### What to work on
Please copy, with no word changed, only the run of lines that opens with the line containing "Target: metal fence" and closes with the last line below.

(Stored dataset items)
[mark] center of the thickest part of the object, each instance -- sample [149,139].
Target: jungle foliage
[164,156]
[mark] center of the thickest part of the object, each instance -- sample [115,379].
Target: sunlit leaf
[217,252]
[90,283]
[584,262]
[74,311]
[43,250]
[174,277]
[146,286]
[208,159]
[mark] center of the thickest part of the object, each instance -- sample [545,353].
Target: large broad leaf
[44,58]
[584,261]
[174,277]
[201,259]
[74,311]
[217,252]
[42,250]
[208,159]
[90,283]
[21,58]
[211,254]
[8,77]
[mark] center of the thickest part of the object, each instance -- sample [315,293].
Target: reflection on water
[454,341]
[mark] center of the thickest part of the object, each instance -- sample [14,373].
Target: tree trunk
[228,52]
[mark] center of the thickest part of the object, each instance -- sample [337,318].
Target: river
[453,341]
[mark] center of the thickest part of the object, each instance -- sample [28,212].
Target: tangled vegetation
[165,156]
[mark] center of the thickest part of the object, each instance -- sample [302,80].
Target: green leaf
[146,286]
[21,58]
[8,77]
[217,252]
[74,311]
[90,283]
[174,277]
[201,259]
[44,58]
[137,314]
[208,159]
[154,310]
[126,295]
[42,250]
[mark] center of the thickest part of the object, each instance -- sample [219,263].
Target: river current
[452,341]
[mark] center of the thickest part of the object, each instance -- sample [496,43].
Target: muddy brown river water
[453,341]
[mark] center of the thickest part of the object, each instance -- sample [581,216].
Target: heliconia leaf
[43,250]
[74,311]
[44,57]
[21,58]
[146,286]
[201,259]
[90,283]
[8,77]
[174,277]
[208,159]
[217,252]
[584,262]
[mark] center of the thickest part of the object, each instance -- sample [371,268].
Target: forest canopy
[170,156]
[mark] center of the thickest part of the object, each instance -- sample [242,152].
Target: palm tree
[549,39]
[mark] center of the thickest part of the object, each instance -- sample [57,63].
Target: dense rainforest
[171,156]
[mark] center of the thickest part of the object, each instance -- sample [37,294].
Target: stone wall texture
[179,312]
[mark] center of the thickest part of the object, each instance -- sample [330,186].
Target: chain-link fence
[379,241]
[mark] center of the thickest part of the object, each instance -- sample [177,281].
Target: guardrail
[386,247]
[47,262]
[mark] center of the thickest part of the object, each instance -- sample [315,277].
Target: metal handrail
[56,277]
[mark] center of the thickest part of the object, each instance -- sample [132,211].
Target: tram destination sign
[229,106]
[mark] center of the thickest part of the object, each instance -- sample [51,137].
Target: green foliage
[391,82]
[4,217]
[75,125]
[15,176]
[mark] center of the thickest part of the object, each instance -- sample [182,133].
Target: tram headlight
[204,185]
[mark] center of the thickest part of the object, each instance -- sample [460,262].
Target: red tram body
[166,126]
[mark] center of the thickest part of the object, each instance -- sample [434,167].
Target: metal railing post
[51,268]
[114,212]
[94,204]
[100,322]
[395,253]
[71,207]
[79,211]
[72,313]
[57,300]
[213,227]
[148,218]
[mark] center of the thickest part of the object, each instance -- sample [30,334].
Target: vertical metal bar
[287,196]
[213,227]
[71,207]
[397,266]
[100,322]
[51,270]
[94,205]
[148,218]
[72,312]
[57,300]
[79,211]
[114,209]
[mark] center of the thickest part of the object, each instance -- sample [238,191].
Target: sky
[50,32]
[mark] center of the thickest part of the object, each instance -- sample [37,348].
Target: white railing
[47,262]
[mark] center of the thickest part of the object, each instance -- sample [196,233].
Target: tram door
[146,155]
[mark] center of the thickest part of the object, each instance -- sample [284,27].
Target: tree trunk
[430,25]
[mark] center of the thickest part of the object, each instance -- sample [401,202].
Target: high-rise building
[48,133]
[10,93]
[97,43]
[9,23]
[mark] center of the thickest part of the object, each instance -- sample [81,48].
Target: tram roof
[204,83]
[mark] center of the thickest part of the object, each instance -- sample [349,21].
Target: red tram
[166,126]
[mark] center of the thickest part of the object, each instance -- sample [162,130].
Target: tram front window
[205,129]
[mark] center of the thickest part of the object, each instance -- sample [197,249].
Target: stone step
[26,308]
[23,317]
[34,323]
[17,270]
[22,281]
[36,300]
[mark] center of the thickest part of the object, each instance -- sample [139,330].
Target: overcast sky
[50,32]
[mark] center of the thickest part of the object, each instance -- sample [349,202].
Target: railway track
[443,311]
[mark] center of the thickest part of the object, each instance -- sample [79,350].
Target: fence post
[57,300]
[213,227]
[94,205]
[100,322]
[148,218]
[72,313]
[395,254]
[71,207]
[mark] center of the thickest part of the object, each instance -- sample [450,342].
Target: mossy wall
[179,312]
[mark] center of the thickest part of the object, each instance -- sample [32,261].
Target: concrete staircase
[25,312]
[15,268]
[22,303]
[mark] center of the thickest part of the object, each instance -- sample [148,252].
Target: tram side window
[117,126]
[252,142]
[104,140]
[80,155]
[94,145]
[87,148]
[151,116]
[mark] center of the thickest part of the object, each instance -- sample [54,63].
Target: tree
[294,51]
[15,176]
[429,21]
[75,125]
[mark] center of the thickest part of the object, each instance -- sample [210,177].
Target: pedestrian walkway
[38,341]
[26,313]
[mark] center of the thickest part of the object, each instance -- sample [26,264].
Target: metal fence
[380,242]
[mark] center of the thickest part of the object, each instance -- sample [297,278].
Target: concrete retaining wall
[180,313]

### Answer for the task
Target: metal fence
[380,242]
[mark] center of the thickest part of the object, each instance -- sample [297,278].
Target: concrete retaining wall
[180,313]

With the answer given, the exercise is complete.